▸ Source text
════════
We enter into contracts with customers typically having multiple commitments of goods and services including any combination of designing, developing, manufacturing, modifying, installing and commissioning of flow management equipment and providing services and parts related to the performance of such products. We evaluate the commitments in our contracts with customers to determine if the commitments are both capable of being distinct and distinct in the context of the contract in order to identify performance obligations.
We recognize revenue when (or as) we satisfy a performance obligation by transferring control of the performance obligation to a customer. Control of a performance obligation may transfer to the customer either over time or at a point in time depending on an evaluation of the specific facts and circumstances for each contract, including the terms and conditions of the contract as

6



agreed with the customer, as well as the nature of the products or services to be provided. Our larger contracts are typically completed within a one to three-year period, while many other contracts, such as “short cycle” contracts, have a shorter timeframe for revenue recognition.
Control transfers over time when the customer is able to direct the use of and obtain substantially all of the benefits of our work as we perform. This typically occurs when products have no alternative use and we have a right to payment for performance completed to date, including a reasonable profit margin. Our contracts often include cancellation provisions that require the customer to reimburse us for costs incurred up to the date of cancellation, and some contracts also provide for reimbursement of profit upon cancellation in addition to costs incurred to date.
════════
▸ Required actions
(a) Copy out the part of the listing that opens with the line containing "formatted like (70,96)." and runs through the last line of the listing, keeping both ends.
(b) Continue the passage on revenue recognition for flow management equipment contracts from the point where it stops.
The listing below has no connection to the passage on revenue recognition.
════════
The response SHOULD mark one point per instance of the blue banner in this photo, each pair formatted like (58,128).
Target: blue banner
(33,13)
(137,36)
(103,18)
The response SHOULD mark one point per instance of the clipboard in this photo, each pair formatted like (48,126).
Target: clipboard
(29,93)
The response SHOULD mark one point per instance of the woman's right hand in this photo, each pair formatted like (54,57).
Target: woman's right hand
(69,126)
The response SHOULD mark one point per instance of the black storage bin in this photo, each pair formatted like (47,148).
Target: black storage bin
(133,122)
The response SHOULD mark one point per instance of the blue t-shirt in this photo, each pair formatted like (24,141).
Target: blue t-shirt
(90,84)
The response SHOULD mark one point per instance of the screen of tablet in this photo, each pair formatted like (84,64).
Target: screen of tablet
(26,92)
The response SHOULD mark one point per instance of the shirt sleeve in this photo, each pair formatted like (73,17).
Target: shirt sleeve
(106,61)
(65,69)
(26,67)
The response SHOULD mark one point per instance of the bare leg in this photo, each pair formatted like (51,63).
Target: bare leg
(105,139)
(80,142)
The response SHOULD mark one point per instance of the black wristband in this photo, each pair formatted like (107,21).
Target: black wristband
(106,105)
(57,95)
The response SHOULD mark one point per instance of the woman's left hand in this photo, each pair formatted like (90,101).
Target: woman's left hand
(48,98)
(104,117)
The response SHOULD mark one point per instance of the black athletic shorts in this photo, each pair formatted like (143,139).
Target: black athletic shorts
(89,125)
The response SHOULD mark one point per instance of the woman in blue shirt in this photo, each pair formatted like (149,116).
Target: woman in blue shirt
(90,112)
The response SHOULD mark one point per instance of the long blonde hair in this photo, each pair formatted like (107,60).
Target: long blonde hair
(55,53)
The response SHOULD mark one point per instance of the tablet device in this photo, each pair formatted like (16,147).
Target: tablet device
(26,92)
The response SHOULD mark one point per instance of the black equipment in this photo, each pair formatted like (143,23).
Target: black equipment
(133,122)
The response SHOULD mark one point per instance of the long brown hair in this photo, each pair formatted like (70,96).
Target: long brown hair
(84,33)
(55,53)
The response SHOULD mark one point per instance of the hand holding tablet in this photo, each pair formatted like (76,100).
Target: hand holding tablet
════════
▸ Task results
(a)
The response SHOULD mark one point per instance of the long brown hair in this photo, each pair formatted like (70,96).
Target: long brown hair
(84,33)
(55,53)
The response SHOULD mark one point per instance of the hand holding tablet in this photo, each pair formatted like (76,100).
Target: hand holding tablet

(b)
Our primary method for recognizing revenue over time is the POC method.  We measure progress towards completion by applying an input measure based on costs incurred to date relative to total estimated costs at completion (i.e., the cost-to-cost method).  This method provides a reasonable depiction of the transfer of control of products and services to customers as it ensures our efforts towards satisfying a performance obligation, as reflected by costs incurred, are included in the measure of progress used for recognition of revenue. Costs generally include direct labor, direct material and manufacturing overhead.  Costs that do not contribute towards control transfer are generally immaterial, but are excluded from the measure of progress in the event they are significant.
Historically, revenue recognized under the POC method has been 5% to 10% of our consolidated sales. Under the New Revenue Standard, we have experienced an increase in the amount of revenue recognized over time.  This increase is primarily due to the application of the new “transfer of control” model for revenue recognition. Under this model, revenue for performance obligations subject to contractual transfer of control during the manufacturing process must be recognized over time. This includes contracts with cancellation provisions that require reimbursement for costs incurred plus a reasonable margin and for which the performance obligation has no alternative use.  Revenue from products and services transferred to customers over time accounted for approximately 23% and 3% of total revenue for the three month periods ended March 31, 2018 and 2017, respectively.
If control does not transfer over time, then control transfers at a point in time. We recognize revenue at a point in time at the level of each performance obligation based on the evaluation of certain indicators of control transfer, such as title transfer, risk of loss transfer, customer acceptance and physical possession. Revenue from products and services transferred to customers at a point in time accounted for approximately 77% and 97% of total revenue for the three month periods ended March 31, 2018 and 2017, respectively.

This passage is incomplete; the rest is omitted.